Free-text object descriptions:

━━━━

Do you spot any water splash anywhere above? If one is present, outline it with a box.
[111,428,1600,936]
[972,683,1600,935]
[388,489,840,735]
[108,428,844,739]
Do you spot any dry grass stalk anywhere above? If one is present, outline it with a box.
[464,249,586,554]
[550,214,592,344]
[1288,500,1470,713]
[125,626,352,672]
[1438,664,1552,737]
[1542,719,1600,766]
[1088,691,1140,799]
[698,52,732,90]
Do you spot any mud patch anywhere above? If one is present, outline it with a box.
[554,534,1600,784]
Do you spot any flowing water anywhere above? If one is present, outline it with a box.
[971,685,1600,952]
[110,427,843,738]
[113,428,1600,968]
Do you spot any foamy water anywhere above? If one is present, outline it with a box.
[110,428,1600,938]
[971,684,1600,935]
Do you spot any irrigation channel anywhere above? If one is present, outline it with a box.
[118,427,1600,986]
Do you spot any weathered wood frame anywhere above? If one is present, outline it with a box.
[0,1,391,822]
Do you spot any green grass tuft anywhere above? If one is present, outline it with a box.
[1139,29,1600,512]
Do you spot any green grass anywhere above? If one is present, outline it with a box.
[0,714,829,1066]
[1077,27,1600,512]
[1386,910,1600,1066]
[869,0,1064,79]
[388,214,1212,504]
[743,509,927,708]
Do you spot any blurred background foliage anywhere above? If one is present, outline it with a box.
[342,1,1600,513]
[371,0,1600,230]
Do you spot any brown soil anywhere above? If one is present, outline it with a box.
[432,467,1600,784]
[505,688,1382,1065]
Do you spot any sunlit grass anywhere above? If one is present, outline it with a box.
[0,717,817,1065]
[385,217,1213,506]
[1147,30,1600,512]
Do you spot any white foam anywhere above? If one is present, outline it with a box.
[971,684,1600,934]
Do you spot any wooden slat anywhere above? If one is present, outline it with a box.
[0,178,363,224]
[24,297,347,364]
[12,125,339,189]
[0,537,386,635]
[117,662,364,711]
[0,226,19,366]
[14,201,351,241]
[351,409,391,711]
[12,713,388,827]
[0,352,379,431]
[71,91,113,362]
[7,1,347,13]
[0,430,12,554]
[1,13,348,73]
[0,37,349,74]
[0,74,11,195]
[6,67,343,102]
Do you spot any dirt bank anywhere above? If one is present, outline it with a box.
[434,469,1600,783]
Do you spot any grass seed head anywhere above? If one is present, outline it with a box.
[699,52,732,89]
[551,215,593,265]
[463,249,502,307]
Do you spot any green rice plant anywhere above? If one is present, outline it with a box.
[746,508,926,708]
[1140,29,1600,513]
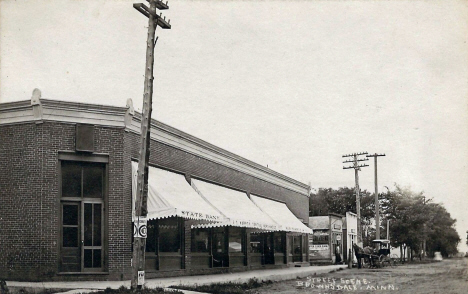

━━━━

Each entry above should be copied exactly. The pictures should not.

— SOLUTION FOR THIS PROBLEM —
Do you spot any water splash anywhere above? If one is present, outline it with a box.
[111,428,1600,936]
[972,683,1600,935]
[388,489,840,735]
[108,428,844,739]
Do you spot any dry grass stalk anywhere above? If one is present, outline it with a box.
[464,249,586,554]
[550,214,592,344]
[1288,500,1470,713]
[125,626,352,672]
[1438,664,1552,737]
[1542,719,1600,766]
[1088,691,1140,799]
[698,52,732,90]
Do you spot any mud patch anywhere above? If one is present, outline it with a box.
[554,534,1600,784]
Do you spot any flowing water anywhere above? If one is present, outline it with a box.
[971,685,1600,952]
[110,427,843,738]
[113,428,1600,968]
Do you spot any foamy water anywhere above? If one is present, outline it with a box.
[110,428,1600,938]
[971,684,1600,935]
Do you spot any irrigation channel anywhere above? If one is present, outline it with a box.
[118,427,1600,986]
Do you spot any weathered wood frame anywhere above? If one is present, outline it with a box.
[0,1,391,822]
Do you spot any green grass tuft anywhere above? If one is present, outline it with a box.
[1139,29,1600,512]
Do you spot any green grass anywhere above? If one is present, outline it with a box.
[0,714,829,1066]
[1077,27,1600,512]
[1386,910,1600,1066]
[869,0,1064,79]
[388,214,1212,504]
[743,509,927,708]
Do you spot any blurred background foliage anywhere above? If one is present, outline it with a box.
[342,1,1600,513]
[371,0,1600,230]
Do you spot any brown soil anywhere above? If one is present, outline it with a box.
[432,467,1600,784]
[505,688,1382,1065]
Do you spot any sunlit grass anywhere above? If one is present, outline it with a box.
[0,717,817,1065]
[385,217,1213,506]
[1147,30,1600,512]
Do you spot any white foam anywhere above? If one is present, outline it with a box.
[971,684,1600,934]
Do you spot any wooden slat anywhere above? If one is present, outline it with a box.
[0,178,363,224]
[24,297,347,364]
[12,125,339,189]
[0,537,386,635]
[117,662,364,711]
[0,226,19,366]
[14,201,351,241]
[351,409,391,711]
[12,713,388,827]
[0,352,379,431]
[71,91,113,362]
[7,1,347,13]
[0,430,12,554]
[1,13,348,73]
[0,37,349,74]
[0,74,11,195]
[6,67,343,102]
Do you spot any dirt bank anywhere above? If one is present, outline it with a box.
[434,469,1600,783]
Do you spot any grass seed head anywhere above? If one is present, outline it with a box.
[699,52,732,89]
[551,215,593,265]
[463,249,502,307]
Do you spot any green rice plant anywhere above? If one is present, outline it with a box.
[746,508,926,708]
[1140,29,1600,513]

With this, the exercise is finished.